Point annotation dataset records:
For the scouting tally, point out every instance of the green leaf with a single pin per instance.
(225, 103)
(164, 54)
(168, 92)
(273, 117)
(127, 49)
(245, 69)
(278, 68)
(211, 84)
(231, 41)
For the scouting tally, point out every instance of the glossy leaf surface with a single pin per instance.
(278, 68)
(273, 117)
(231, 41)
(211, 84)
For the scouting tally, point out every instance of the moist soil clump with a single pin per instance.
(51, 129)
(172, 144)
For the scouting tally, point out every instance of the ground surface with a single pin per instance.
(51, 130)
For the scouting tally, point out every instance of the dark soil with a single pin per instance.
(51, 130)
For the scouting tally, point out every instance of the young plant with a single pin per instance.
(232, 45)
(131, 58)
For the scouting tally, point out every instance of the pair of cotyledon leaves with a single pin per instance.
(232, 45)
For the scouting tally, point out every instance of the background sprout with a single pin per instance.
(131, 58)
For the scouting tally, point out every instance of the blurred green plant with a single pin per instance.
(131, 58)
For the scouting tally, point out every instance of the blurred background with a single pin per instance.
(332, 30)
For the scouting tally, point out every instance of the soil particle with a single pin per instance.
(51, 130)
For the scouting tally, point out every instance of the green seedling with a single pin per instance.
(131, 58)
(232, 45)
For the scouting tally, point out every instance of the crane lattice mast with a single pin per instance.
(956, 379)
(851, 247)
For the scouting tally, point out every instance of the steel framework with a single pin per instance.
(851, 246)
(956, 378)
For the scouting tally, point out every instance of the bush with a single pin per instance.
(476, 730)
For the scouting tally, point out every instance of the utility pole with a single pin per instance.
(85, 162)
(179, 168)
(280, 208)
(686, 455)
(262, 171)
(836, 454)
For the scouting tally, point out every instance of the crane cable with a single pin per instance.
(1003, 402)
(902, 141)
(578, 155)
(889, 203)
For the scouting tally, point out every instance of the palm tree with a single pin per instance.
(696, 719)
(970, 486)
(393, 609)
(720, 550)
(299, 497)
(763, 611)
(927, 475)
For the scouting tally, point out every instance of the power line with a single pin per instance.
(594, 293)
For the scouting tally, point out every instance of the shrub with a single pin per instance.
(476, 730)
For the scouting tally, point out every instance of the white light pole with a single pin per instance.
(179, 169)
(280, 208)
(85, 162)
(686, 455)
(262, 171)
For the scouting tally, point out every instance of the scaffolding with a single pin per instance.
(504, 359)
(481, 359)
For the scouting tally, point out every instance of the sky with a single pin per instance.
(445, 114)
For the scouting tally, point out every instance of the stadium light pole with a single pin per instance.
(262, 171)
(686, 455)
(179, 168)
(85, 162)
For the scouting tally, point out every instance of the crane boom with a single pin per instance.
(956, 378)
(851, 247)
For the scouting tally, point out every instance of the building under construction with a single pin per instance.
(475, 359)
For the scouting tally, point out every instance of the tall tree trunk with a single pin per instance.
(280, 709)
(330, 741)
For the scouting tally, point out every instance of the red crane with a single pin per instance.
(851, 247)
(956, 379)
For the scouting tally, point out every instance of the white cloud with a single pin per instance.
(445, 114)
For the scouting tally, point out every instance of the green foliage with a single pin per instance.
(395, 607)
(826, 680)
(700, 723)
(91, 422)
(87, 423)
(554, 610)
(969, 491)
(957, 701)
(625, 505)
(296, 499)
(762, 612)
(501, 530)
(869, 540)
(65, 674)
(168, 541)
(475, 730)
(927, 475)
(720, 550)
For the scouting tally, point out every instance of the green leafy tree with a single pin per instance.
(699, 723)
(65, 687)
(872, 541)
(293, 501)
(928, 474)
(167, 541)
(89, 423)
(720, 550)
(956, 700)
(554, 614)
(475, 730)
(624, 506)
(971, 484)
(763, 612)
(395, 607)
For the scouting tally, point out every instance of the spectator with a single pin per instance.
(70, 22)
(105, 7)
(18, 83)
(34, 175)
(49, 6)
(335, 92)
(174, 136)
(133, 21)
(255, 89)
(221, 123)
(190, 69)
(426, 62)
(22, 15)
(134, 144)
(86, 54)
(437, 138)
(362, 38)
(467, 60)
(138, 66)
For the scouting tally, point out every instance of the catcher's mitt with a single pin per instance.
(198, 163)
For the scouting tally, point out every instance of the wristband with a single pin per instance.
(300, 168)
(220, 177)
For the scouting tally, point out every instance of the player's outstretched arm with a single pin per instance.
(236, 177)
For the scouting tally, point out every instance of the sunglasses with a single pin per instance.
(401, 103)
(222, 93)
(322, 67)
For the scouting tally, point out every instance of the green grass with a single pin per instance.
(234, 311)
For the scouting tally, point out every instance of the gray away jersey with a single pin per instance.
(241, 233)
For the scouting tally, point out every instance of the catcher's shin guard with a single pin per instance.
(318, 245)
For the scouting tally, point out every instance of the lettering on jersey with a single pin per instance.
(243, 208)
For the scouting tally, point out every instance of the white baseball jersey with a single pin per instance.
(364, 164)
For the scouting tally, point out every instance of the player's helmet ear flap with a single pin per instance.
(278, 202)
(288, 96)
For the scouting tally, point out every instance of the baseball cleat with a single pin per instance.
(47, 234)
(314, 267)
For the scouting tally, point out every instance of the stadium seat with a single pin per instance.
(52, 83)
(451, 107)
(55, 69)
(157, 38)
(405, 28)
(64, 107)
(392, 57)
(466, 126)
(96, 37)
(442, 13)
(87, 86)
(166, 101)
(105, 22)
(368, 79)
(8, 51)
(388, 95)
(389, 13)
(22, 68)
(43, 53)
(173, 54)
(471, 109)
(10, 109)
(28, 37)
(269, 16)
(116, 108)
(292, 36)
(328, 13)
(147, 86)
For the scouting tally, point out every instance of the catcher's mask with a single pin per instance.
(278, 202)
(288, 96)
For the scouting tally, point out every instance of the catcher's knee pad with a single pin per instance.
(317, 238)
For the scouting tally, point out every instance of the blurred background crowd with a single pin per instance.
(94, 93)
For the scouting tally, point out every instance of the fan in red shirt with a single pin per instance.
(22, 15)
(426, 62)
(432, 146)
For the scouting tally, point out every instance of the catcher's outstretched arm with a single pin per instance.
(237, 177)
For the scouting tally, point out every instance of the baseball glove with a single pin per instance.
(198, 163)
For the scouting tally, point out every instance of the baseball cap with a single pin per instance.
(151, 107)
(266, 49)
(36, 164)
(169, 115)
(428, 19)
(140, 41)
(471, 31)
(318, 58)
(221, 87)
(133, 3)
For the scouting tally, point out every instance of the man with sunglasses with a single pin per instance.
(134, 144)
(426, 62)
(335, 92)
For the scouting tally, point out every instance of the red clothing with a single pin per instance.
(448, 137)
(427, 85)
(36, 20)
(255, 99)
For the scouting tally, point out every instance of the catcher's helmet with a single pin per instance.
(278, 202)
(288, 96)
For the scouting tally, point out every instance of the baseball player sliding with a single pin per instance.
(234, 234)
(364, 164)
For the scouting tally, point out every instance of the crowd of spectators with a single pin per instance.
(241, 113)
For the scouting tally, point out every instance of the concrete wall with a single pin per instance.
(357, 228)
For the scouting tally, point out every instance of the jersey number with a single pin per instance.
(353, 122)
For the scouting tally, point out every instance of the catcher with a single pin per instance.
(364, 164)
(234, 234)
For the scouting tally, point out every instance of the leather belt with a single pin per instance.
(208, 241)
==
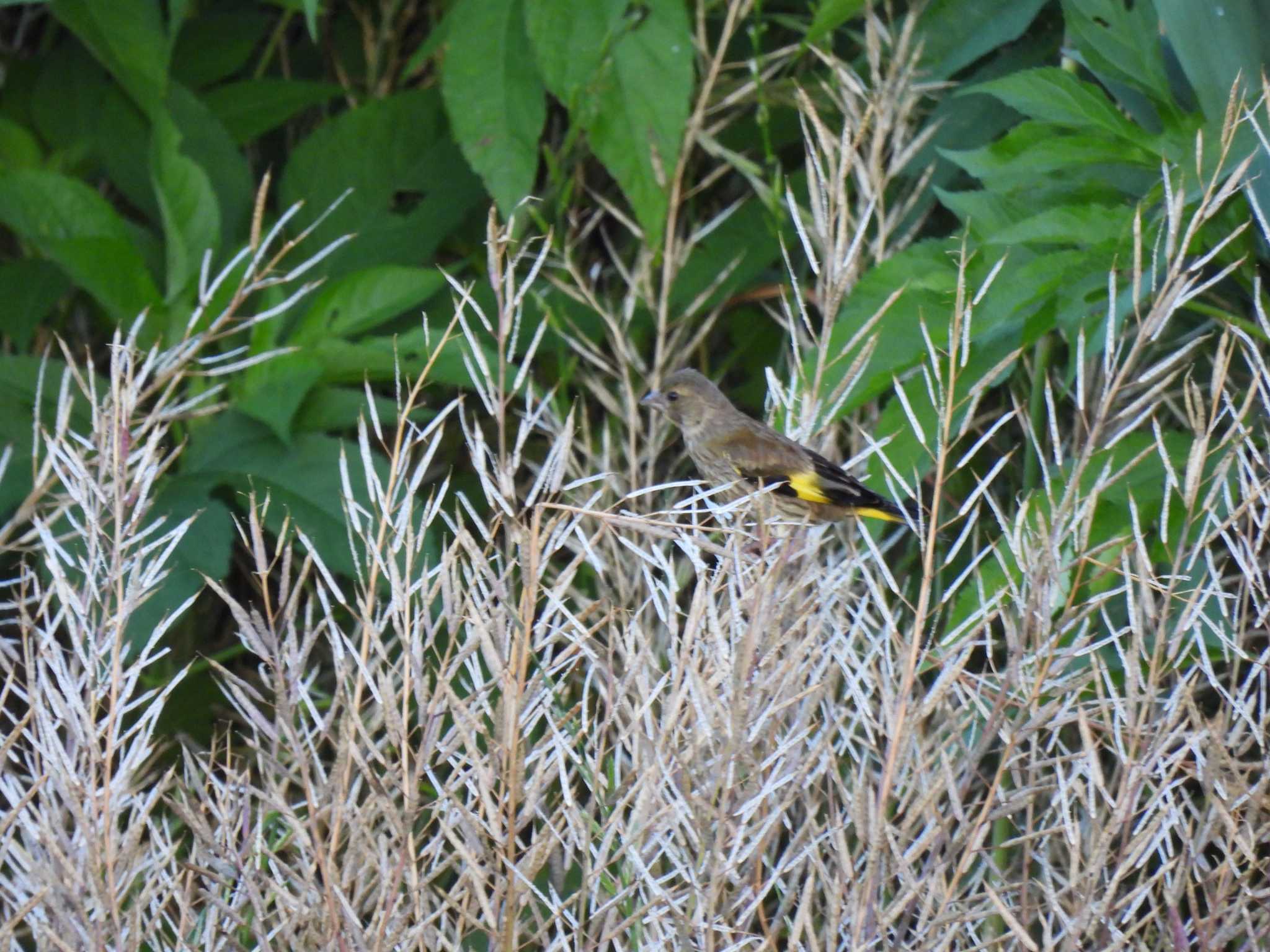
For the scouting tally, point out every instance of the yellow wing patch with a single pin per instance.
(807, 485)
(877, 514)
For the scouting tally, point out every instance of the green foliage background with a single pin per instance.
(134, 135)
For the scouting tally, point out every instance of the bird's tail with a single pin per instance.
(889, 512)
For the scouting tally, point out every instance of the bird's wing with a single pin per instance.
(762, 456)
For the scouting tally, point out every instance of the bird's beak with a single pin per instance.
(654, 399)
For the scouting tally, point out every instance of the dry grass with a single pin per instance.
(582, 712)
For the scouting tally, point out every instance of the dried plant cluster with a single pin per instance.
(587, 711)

Requirements:
Count the lines in the items above that contain the string "outstretched", treating uppercase and lowercase as different. Reply with the number alone.

Written answer:
2